→ Instrucciones: Por favor, repite íntegro y sin ningún cambio el texto para leer.

→ Texto para leer:
═══

En ese instante la representante de IU por Valencia iniciaba un discurso violento contra mis palabras. Era la posición de los izquierdosos que, por tomar aire, eran capaces de vender, como siempre habían hecho, a su padre y a su madre.

Cuando terminó Isaura y le pregunté el porqué de aquel discurso tan violento, contestó:

—Es lo que me han escrito.

Alguien nos había revelado afirmaciones realizadas por los líderes del PAR y de IU; la consigna era: a nosotros «ni agua». Como dice el corrido mexicano: «Arrieros somos y en el camino andamos».

Muy pronto se iba a descubrir el pastel de la estafa y si ese año íbamos a conseguir unos buenos presupuestos era por la amistad con Fernández Marugán y con Jesús Membrado, del PSOE aragonés, que apoyaron, tras largas negociaciones, nuestros planteamientos.

Un día don Marcelino Iglesias afirmó que hacía falta mucho valor para votar no al Estatuto. Quiero decirle a él y a todos los que votaron sí que a esas horas de la película lo que hacía falta era mucha mansedumbre para votar sí por aquel texto inútil, que para nada iba a mejorar —ya se ha demostrado— la situación del épico país del Beduino y sus paisanos.

═══

→ Filas de datos:
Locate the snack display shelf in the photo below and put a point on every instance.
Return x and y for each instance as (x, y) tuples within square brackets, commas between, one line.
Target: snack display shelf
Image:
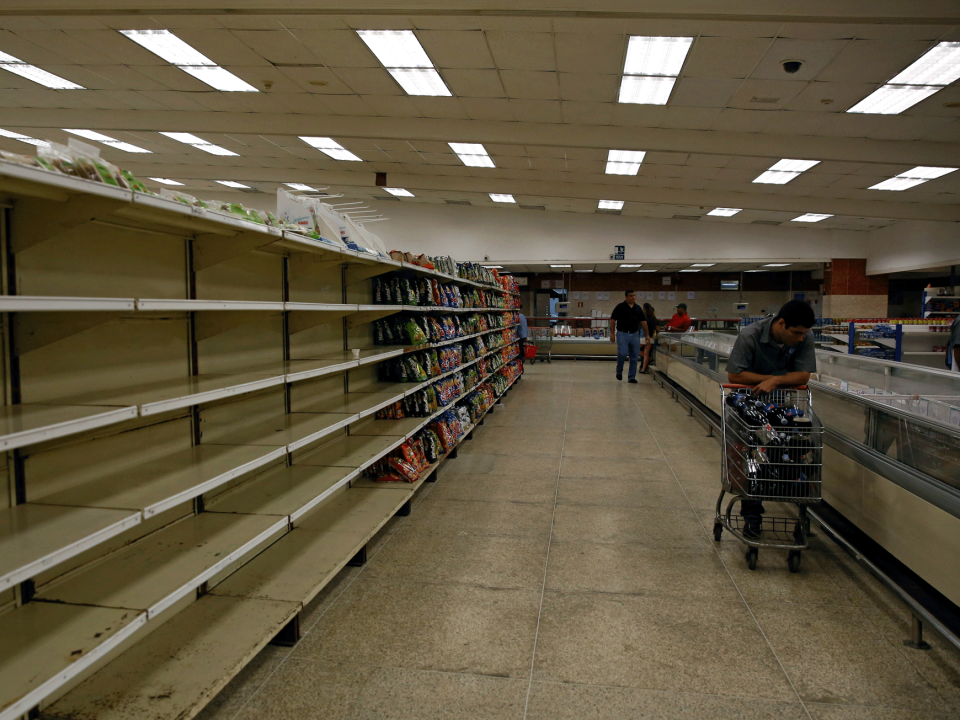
[(152, 574), (47, 645), (34, 537), (22, 425)]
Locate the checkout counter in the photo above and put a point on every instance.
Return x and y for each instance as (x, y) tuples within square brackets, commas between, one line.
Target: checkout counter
[(891, 461)]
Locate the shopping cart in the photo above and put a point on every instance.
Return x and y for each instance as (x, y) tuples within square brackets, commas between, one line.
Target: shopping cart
[(769, 462)]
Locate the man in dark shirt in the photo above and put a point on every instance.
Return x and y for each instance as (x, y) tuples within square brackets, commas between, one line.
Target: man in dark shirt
[(628, 324), (768, 354)]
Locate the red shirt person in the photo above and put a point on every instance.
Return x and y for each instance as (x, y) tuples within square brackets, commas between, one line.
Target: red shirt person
[(680, 322)]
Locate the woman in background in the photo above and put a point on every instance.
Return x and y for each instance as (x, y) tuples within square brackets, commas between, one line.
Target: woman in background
[(654, 332)]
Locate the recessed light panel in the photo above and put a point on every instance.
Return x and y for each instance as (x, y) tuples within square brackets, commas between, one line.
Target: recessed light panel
[(23, 138), (401, 53), (811, 217), (107, 140), (198, 143), (472, 154), (783, 171), (175, 51), (624, 162), (651, 68), (35, 74), (936, 68), (331, 148), (610, 205)]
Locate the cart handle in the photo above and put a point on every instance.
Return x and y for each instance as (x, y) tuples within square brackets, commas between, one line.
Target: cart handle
[(729, 386)]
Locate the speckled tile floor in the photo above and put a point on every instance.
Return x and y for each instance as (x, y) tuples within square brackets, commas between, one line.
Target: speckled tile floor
[(563, 567)]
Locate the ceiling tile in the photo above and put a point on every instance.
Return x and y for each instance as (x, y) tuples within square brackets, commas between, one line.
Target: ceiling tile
[(724, 57), (530, 85), (337, 48), (590, 54), (474, 83), (587, 113), (457, 49), (814, 54), (369, 81), (589, 88), (277, 46), (703, 92), (529, 51), (488, 109)]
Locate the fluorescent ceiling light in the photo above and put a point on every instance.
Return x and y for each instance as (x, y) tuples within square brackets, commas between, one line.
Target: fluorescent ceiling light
[(107, 140), (198, 143), (624, 162), (912, 178), (403, 56), (472, 154), (35, 74), (934, 70), (651, 68), (23, 138), (783, 171), (610, 205), (811, 217), (175, 51), (330, 147), (639, 90)]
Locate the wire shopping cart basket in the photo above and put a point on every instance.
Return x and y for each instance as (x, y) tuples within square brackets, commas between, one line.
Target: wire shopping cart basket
[(772, 452)]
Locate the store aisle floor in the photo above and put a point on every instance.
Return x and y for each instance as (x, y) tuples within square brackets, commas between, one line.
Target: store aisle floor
[(563, 567)]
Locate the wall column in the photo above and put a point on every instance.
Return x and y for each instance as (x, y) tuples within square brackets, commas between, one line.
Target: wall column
[(848, 291)]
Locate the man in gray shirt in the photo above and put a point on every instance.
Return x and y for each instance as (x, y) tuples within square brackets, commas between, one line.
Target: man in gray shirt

═══

→ Respuesta:
En ese instante la representante de IU por Valencia iniciaba un discurso violento contra mis palabras. Era la posición de los izquierdosos que, por tomar aire, eran capaces de vender, como siempre habían hecho, a su padre y a su madre.

Cuando terminó Isaura y le pregunté el porqué de aquel discurso tan violento, contestó:

—Es lo que me han escrito.

Alguien nos había revelado afirmaciones realizadas por los líderes del PAR y de IU; la consigna era: a nosotros «ni agua». Como dice el corrido mexicano: «Arrieros somos y en el camino andamos».

Muy pronto se iba a descubrir el pastel de la estafa y si ese año íbamos a conseguir unos buenos presupuestos era por la amistad con Fernández Marugán y con Jesús Membrado, del PSOE aragonés, que apoyaron, tras largas negociaciones, nuestros planteamientos.

Un día don Marcelino Iglesias afirmó que hacía falta mucho valor para votar no al Estatuto. Quiero decirle a él y a todos los que votaron sí que a esas horas de la película lo que hacía falta era mucha mansedumbre para votar sí por aquel texto inútil, que para nada iba a mejorar —ya se ha demostrado— la situación del épico país del Beduino y sus paisanos.